• Task statement:
Return each line from the listing below that contains the string "rough".

··· Given data

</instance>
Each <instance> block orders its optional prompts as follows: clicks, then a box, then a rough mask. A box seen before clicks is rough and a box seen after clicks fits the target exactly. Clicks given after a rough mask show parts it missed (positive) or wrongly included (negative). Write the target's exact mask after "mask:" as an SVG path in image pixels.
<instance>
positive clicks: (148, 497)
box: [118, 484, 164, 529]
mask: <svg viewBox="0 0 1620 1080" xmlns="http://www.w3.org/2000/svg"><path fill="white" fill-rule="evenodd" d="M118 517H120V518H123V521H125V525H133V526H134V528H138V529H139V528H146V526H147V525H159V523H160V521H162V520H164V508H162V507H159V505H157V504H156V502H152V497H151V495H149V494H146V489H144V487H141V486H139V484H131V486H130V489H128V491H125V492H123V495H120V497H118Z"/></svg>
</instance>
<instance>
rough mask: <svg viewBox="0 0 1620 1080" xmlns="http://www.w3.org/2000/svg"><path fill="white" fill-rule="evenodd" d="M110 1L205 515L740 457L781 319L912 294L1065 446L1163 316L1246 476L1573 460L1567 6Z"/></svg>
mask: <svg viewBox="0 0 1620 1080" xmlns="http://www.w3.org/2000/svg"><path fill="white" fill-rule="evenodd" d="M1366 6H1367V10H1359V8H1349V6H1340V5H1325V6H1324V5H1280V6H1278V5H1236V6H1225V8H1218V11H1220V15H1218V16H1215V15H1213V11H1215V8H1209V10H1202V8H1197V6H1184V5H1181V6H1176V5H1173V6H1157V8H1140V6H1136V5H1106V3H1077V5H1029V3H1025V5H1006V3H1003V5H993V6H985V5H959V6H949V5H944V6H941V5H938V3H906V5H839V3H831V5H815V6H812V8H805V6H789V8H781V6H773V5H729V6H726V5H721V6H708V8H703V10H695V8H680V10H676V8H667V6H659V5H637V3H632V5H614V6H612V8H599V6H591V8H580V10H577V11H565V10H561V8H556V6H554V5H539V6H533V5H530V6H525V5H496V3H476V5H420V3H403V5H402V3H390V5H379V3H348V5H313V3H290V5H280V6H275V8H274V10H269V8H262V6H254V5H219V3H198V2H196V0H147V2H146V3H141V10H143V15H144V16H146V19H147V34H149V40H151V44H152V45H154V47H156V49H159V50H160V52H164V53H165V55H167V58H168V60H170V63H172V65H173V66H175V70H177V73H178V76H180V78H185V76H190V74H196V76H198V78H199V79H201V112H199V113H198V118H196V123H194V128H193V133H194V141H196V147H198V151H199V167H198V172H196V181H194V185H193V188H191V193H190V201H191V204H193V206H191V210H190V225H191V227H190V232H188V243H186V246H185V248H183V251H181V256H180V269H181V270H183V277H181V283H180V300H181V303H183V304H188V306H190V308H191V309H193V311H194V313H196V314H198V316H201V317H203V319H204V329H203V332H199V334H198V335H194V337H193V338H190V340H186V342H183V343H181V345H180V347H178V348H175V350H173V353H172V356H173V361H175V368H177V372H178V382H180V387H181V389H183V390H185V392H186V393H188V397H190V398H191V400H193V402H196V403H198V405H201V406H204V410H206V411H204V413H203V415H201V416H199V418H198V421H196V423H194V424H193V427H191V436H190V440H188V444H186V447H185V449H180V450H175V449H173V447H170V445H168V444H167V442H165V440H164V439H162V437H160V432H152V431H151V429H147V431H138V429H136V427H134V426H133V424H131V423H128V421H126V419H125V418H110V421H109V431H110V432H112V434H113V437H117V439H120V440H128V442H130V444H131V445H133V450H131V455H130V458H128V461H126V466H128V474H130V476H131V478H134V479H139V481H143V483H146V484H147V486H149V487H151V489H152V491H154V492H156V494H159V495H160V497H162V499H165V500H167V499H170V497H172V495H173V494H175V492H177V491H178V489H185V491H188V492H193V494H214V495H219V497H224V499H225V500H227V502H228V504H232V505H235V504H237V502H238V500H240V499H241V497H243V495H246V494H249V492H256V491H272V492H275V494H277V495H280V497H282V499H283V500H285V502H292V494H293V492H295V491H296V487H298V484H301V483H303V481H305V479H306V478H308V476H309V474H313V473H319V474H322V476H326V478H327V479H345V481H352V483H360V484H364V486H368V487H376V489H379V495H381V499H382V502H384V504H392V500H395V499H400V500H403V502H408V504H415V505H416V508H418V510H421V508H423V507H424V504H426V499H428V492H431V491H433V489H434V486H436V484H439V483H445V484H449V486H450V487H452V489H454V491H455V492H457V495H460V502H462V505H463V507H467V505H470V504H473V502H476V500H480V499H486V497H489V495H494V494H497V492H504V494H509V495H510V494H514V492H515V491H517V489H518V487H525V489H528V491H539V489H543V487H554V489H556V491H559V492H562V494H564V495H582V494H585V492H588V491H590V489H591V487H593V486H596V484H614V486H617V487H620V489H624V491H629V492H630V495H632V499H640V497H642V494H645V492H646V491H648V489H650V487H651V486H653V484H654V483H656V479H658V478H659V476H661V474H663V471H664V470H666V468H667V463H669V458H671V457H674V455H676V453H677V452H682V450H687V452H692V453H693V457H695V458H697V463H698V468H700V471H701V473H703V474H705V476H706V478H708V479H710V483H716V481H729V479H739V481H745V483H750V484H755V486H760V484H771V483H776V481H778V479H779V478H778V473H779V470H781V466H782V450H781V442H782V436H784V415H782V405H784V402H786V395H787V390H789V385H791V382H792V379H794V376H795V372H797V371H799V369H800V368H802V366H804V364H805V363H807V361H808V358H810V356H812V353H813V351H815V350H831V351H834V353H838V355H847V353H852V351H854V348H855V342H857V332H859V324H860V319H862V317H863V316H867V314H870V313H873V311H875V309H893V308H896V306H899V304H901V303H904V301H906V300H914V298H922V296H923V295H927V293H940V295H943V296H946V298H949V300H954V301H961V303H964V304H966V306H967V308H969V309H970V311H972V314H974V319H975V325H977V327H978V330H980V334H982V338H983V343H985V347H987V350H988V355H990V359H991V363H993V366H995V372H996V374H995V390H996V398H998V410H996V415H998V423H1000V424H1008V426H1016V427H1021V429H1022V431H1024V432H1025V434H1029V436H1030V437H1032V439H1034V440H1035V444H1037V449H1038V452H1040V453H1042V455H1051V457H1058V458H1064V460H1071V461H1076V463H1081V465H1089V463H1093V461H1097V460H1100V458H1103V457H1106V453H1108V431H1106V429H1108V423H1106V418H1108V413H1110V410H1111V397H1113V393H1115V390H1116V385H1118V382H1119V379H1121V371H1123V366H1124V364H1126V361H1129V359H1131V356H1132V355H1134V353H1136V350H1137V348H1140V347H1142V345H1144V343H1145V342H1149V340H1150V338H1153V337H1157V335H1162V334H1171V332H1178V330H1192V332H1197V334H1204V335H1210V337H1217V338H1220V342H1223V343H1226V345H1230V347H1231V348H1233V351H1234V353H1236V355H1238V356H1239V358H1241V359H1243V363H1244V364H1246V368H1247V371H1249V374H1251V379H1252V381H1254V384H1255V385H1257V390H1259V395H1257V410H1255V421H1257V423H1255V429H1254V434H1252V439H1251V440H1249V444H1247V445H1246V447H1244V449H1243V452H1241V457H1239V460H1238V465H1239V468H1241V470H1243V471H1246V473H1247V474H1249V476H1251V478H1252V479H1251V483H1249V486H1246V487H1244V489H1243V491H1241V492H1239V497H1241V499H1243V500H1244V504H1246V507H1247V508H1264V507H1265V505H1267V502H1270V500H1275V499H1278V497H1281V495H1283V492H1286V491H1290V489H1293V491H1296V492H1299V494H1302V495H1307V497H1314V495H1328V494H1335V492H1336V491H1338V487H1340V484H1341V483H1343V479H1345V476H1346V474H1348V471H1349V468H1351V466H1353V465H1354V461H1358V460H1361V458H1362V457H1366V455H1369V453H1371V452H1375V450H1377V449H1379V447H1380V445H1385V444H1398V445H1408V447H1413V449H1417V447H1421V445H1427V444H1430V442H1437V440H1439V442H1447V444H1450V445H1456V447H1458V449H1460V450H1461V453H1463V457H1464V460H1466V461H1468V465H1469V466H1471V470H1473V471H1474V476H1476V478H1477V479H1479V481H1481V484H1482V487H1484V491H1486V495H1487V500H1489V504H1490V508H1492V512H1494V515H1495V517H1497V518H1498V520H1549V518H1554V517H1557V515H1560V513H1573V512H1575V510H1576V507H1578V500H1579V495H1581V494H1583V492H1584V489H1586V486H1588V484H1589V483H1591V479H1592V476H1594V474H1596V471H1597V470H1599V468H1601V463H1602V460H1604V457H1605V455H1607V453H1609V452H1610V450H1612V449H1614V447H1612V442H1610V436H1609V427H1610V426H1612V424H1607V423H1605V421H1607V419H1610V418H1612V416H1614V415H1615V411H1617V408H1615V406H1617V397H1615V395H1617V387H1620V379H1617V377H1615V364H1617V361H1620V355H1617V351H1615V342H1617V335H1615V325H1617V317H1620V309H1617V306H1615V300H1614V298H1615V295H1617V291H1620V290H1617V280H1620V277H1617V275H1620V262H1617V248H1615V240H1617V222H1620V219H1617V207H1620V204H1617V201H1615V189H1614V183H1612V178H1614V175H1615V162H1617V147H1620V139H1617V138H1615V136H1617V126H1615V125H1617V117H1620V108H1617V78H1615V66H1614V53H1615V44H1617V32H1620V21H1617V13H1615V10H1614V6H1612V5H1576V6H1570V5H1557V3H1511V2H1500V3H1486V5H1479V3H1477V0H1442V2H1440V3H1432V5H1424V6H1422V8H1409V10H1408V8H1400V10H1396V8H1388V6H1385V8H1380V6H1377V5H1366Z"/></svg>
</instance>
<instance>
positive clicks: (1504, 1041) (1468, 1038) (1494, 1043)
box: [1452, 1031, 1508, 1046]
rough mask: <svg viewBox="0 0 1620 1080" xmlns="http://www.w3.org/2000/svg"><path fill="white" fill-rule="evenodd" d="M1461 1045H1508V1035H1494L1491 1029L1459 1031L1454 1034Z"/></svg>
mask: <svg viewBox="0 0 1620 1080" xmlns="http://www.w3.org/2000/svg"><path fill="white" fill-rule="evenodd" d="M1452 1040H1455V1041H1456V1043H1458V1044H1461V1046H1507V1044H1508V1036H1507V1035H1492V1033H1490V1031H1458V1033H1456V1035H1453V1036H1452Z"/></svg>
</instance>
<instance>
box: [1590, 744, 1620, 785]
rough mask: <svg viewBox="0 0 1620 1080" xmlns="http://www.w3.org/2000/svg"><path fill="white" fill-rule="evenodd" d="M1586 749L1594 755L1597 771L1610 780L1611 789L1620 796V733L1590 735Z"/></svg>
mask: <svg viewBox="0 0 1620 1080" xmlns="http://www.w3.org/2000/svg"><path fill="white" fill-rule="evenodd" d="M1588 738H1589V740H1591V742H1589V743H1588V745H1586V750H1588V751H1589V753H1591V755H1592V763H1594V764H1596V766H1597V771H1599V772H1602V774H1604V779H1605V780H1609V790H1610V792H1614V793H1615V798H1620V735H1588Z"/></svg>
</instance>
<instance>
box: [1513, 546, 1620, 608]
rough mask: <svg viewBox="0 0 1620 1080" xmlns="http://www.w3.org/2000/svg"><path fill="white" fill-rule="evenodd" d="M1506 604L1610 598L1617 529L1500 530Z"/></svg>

······

• Reply to the exercise:
Each <instance> block orders its optional prompts as follows: clicks, then a box, then a rough mask. A box seen before clicks is rough and a box seen after clicks fits the target exactly. Clicks given after a rough mask show parts it missed (positive) or wrongly included (negative). Write the target's exact mask after "mask:" as an SVG path in image pixels.
rough mask: <svg viewBox="0 0 1620 1080" xmlns="http://www.w3.org/2000/svg"><path fill="white" fill-rule="evenodd" d="M110 1L205 515L740 457L781 319L912 294L1065 446L1163 316L1246 476L1573 460L1567 6Z"/></svg>
rough mask: <svg viewBox="0 0 1620 1080" xmlns="http://www.w3.org/2000/svg"><path fill="white" fill-rule="evenodd" d="M1461 1045H1508V1035H1494L1491 1029L1459 1031L1454 1034Z"/></svg>
rough mask: <svg viewBox="0 0 1620 1080" xmlns="http://www.w3.org/2000/svg"><path fill="white" fill-rule="evenodd" d="M1586 749L1594 755L1597 771L1610 780L1611 789L1620 796V733L1590 735Z"/></svg>
rough mask: <svg viewBox="0 0 1620 1080" xmlns="http://www.w3.org/2000/svg"><path fill="white" fill-rule="evenodd" d="M1506 604L1610 598L1617 529L1500 530Z"/></svg>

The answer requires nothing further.